── THE RECORDS

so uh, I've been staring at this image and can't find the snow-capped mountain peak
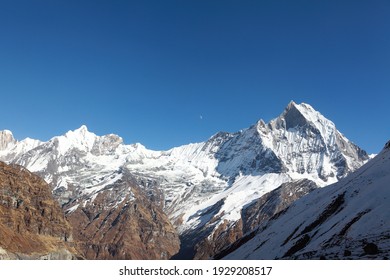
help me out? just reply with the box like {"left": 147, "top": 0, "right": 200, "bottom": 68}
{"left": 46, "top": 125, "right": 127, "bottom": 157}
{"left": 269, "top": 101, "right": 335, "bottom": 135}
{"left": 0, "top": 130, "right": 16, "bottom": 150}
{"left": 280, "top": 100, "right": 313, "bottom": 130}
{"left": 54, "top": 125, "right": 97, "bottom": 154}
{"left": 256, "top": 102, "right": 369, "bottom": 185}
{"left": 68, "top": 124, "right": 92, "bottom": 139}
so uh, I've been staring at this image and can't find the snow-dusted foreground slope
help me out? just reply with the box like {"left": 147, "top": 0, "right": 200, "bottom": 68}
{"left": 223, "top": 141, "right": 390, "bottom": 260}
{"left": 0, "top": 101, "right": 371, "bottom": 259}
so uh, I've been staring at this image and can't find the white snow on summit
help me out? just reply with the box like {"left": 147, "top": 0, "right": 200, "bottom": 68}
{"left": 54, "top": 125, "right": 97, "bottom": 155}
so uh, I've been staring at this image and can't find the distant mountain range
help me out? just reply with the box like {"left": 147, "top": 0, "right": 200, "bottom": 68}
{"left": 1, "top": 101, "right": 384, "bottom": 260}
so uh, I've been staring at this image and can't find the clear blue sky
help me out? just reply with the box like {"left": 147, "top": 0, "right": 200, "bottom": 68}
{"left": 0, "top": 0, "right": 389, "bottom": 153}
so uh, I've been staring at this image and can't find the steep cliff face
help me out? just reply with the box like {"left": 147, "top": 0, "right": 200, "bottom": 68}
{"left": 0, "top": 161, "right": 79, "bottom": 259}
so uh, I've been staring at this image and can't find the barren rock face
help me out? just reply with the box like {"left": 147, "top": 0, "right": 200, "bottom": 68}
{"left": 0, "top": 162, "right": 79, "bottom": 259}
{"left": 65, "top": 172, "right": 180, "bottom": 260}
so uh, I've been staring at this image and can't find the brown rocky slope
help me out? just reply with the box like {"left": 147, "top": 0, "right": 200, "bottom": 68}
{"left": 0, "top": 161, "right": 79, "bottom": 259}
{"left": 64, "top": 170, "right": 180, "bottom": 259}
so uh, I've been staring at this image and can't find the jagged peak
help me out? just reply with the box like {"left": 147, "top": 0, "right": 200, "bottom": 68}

────

§ TASK DETAILS: Restate the data word for word without pictures.

§ RESULT OF THIS TASK:
so uh, I've been staring at this image and can't find the snow-capped mountain peak
help me out? just reply with the box like {"left": 147, "top": 0, "right": 200, "bottom": 68}
{"left": 46, "top": 125, "right": 127, "bottom": 157}
{"left": 269, "top": 101, "right": 335, "bottom": 135}
{"left": 0, "top": 130, "right": 16, "bottom": 150}
{"left": 280, "top": 100, "right": 313, "bottom": 130}
{"left": 54, "top": 125, "right": 97, "bottom": 154}
{"left": 256, "top": 102, "right": 369, "bottom": 185}
{"left": 68, "top": 124, "right": 92, "bottom": 139}
so uh, I've been staring at this image and can't find the snow-dusted foreground slope
help me out? just reply with the box like {"left": 147, "top": 0, "right": 200, "bottom": 68}
{"left": 223, "top": 141, "right": 390, "bottom": 260}
{"left": 0, "top": 101, "right": 371, "bottom": 259}
so uh, I've been staring at this image and can't find the white snow on summit
help me out? just reply with the box like {"left": 147, "top": 0, "right": 200, "bottom": 68}
{"left": 54, "top": 125, "right": 97, "bottom": 155}
so uh, I've been staring at this image and can't find the distant mountain range
help me out? just reply with the box like {"left": 147, "top": 0, "right": 200, "bottom": 68}
{"left": 1, "top": 101, "right": 384, "bottom": 260}
so uh, I've been staring at this image and can't find the clear blue sky
help me out? just reply with the box like {"left": 147, "top": 0, "right": 200, "bottom": 68}
{"left": 0, "top": 0, "right": 389, "bottom": 153}
so uh, I've been staring at this image and can't find the steep cliff face
help me out? just reply with the box like {"left": 147, "top": 0, "right": 200, "bottom": 68}
{"left": 0, "top": 161, "right": 79, "bottom": 259}
so uh, I've been staring at this image and can't find the barren rock face
help me out? just reply with the box like {"left": 147, "top": 0, "right": 200, "bottom": 68}
{"left": 0, "top": 162, "right": 79, "bottom": 259}
{"left": 65, "top": 172, "right": 180, "bottom": 260}
so uh, I've been staring at this image and can't find the brown rocky slope
help me out? just reply with the box like {"left": 147, "top": 0, "right": 200, "bottom": 68}
{"left": 0, "top": 161, "right": 79, "bottom": 259}
{"left": 64, "top": 170, "right": 180, "bottom": 259}
so uh, I've been staring at this image and can't find the jagged peak
help me out? just reply with the box like {"left": 147, "top": 0, "right": 200, "bottom": 68}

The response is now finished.